Excerpts of pointing data
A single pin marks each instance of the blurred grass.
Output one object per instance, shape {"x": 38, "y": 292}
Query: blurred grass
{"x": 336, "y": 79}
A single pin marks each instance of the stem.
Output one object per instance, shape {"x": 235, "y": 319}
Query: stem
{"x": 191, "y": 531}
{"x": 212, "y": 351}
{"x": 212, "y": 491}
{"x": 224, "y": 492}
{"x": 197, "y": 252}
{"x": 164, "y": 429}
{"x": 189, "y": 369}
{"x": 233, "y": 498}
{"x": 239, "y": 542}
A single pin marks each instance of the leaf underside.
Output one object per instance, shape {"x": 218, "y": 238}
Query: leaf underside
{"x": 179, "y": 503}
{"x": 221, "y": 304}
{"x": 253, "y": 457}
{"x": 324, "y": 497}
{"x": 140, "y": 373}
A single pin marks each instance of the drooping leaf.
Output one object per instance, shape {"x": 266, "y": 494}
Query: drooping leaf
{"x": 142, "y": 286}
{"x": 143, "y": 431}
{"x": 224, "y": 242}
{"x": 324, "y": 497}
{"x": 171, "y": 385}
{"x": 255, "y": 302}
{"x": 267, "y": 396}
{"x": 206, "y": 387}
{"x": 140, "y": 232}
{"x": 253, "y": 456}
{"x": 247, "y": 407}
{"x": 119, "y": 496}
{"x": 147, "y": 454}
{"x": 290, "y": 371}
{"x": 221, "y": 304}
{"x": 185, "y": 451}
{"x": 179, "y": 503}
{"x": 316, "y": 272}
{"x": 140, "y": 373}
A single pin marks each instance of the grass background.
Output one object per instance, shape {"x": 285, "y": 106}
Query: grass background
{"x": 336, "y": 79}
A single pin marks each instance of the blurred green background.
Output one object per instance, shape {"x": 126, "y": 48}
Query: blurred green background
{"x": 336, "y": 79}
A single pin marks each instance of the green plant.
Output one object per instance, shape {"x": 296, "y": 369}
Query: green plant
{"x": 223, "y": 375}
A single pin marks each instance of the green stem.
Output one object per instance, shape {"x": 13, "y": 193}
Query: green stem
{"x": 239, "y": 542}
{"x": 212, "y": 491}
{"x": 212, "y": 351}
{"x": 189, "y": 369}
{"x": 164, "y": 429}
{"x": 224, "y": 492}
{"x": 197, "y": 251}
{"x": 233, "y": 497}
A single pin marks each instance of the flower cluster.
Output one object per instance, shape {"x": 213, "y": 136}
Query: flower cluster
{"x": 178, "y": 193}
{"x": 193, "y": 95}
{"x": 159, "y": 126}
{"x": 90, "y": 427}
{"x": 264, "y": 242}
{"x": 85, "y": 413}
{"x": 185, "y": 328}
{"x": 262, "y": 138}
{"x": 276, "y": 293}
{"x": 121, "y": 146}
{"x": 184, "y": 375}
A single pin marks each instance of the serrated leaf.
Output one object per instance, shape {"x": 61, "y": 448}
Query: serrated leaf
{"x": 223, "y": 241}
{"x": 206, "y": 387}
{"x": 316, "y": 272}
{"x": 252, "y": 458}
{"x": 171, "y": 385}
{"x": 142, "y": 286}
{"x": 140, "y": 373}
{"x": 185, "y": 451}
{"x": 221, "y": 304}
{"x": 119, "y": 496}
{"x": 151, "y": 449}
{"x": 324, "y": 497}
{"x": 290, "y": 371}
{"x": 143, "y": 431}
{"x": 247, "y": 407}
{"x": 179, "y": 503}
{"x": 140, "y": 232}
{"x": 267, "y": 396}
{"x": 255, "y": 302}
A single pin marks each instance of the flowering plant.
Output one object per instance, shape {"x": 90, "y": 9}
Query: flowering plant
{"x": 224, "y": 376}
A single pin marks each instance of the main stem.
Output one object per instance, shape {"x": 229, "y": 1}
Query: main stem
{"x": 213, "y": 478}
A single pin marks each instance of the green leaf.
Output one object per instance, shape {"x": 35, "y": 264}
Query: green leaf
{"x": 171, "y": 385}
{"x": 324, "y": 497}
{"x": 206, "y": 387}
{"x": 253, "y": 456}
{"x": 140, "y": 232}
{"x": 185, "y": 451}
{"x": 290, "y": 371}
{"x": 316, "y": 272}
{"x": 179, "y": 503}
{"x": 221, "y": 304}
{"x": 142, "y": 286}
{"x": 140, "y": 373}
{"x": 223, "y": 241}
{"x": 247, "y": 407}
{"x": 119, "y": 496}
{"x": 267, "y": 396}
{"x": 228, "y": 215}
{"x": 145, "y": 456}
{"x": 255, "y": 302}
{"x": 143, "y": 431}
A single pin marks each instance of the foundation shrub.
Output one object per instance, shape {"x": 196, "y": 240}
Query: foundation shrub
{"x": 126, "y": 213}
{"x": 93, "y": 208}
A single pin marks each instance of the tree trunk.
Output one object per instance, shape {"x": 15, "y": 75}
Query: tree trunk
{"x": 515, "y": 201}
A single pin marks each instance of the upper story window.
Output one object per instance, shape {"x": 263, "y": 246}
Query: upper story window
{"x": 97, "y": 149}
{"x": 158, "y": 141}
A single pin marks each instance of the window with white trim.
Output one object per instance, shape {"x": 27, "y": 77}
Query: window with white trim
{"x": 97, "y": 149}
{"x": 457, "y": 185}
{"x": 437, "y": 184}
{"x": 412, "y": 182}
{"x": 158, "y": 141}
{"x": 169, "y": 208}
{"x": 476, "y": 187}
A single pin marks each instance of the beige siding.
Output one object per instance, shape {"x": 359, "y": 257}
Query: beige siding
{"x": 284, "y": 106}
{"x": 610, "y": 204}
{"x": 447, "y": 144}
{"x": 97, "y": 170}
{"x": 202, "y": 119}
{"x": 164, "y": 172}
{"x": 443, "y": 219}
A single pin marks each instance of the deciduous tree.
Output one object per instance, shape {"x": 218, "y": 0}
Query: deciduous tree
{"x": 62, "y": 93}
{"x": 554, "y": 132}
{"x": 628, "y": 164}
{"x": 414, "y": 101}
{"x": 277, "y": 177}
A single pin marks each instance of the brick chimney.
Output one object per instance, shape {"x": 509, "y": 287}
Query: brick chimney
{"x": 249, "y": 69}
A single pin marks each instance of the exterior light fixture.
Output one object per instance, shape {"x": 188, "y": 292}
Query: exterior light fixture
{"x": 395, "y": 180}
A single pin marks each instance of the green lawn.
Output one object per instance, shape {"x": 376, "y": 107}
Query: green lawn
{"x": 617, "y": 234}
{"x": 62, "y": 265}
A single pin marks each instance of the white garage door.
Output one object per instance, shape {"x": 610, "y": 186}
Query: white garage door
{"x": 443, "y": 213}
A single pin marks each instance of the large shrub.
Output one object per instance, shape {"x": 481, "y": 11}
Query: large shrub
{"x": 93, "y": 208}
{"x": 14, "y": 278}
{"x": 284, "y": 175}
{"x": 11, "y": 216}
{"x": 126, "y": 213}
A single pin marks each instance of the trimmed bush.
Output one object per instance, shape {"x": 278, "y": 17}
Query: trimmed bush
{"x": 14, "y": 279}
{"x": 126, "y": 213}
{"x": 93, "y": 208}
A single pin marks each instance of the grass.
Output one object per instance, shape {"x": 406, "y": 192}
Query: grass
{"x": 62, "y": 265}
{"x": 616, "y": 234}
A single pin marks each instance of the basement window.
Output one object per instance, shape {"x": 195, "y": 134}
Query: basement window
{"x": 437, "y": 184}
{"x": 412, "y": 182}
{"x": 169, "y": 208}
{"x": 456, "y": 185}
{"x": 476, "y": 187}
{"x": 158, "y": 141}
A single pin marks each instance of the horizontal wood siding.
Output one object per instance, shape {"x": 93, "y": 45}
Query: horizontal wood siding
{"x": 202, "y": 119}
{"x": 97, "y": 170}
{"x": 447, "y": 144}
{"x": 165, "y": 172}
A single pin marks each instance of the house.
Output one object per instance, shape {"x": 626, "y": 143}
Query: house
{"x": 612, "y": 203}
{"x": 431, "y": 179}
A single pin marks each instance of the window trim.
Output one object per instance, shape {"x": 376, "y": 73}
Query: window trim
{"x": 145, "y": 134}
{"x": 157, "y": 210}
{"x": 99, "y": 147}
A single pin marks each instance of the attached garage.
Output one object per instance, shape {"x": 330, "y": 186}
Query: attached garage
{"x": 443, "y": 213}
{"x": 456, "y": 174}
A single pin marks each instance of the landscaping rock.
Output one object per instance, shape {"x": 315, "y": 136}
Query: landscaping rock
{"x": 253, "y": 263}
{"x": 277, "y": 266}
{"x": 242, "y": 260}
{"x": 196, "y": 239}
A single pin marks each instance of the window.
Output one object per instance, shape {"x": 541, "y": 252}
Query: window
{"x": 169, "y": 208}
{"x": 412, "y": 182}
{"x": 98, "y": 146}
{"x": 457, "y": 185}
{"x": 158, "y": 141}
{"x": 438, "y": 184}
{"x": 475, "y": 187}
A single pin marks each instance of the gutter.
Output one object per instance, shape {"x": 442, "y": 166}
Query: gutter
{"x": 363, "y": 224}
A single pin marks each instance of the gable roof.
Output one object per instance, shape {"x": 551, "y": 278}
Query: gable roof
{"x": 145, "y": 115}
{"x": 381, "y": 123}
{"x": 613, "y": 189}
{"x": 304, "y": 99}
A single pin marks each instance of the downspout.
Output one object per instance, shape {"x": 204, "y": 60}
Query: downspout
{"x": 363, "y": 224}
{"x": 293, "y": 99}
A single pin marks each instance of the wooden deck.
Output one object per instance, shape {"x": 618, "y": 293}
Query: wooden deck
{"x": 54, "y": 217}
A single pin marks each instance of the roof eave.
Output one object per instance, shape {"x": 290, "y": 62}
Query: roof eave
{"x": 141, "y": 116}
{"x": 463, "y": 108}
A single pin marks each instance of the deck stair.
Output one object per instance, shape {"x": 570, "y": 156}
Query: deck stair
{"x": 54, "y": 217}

---

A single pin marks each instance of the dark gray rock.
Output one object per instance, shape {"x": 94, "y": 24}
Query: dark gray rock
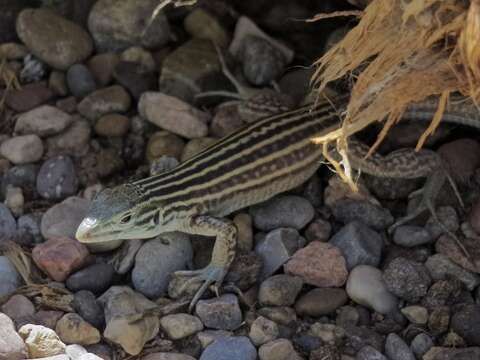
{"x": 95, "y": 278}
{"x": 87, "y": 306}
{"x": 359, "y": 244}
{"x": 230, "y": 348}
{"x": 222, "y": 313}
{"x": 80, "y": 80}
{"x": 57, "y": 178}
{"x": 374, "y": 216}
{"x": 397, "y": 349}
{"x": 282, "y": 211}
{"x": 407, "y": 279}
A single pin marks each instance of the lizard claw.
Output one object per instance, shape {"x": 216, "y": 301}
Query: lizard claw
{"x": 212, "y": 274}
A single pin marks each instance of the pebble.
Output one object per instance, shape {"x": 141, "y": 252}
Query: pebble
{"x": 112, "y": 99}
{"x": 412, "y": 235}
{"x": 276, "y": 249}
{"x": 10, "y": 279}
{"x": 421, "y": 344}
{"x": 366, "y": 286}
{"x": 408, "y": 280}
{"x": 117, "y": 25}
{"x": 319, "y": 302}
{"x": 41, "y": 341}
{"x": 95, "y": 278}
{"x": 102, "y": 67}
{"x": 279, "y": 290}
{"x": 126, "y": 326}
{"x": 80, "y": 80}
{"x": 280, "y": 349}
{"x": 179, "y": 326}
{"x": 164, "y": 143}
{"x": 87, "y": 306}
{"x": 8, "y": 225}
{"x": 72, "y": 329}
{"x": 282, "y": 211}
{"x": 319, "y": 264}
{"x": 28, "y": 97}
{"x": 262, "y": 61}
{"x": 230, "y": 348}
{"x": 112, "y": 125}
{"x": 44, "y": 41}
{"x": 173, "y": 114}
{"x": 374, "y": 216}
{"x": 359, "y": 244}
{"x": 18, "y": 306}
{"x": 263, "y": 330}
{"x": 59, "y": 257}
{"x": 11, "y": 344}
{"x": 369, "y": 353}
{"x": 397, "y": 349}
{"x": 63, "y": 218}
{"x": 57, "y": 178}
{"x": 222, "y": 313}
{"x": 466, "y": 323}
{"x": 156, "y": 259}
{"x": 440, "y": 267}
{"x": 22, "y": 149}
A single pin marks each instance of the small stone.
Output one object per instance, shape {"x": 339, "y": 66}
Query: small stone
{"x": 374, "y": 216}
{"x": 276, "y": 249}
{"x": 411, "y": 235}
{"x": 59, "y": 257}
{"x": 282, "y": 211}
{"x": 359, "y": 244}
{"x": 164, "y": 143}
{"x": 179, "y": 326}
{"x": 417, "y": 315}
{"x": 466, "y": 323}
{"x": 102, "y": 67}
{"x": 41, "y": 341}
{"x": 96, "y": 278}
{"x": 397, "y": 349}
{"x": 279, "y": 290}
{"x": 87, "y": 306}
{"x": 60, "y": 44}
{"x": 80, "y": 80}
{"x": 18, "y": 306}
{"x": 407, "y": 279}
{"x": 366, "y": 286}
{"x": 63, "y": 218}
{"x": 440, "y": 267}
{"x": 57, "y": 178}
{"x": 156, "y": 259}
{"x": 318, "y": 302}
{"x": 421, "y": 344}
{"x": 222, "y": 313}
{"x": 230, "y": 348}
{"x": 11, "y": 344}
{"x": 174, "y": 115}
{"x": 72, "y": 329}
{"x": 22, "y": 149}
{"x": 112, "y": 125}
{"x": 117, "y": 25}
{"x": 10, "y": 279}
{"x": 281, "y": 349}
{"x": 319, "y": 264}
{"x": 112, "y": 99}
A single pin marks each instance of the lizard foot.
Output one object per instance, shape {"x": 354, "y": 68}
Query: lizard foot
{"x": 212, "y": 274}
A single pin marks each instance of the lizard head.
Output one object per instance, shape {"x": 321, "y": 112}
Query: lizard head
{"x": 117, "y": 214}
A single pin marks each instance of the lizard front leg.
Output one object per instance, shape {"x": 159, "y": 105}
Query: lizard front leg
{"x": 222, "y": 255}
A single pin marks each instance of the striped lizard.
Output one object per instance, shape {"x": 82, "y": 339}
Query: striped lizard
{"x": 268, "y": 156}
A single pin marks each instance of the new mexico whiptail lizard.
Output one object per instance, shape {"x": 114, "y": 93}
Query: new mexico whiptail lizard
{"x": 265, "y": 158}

...

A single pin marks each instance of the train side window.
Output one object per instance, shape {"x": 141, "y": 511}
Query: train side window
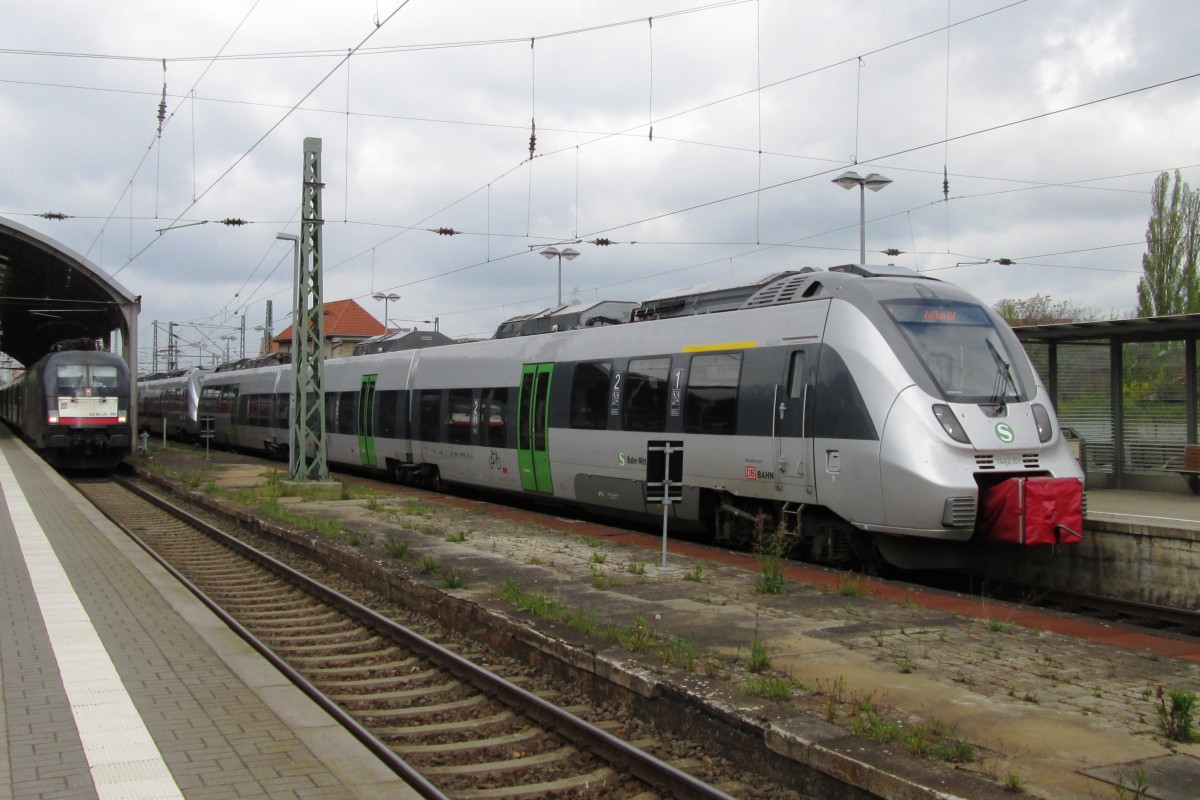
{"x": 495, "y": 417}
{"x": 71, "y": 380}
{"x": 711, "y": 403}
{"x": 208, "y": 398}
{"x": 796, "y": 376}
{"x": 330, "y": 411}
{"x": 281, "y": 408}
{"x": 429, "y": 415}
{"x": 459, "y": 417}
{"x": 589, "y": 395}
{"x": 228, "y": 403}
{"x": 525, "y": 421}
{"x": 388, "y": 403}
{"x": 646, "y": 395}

What needs to be done →
Count the lines above that contain the word "foundation", treating case as significant, and give only the number.

Solution to the exercise →
2